### EXERCISE GOAL
State how many lines in the entries below contain the word "easel". Give the number alone.

### SOURCE MATERIAL
....

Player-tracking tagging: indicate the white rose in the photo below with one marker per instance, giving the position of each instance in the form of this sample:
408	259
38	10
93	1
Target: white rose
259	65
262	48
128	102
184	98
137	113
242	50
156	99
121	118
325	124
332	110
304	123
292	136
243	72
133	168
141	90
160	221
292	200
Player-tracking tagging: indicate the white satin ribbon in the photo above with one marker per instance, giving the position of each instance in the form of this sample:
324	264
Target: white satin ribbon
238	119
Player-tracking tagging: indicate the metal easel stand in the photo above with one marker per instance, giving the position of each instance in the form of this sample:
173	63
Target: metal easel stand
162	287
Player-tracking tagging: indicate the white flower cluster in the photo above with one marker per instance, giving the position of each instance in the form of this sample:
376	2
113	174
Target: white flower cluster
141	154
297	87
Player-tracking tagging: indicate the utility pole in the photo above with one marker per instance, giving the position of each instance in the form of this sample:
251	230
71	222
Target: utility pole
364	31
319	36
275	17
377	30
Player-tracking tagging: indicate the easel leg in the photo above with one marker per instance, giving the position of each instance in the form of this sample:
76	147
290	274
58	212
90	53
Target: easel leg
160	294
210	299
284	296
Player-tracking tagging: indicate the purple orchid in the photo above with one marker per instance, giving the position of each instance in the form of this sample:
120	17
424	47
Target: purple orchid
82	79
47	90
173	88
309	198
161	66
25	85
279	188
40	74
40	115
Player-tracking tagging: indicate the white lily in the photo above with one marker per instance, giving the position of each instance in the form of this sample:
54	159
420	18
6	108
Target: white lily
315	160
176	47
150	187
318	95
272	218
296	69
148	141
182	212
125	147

....

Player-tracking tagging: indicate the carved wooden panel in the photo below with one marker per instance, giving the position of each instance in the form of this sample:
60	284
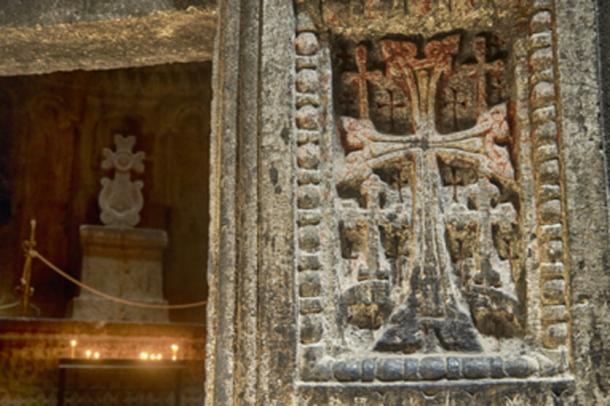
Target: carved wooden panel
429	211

....

### FINAL ANSWER
4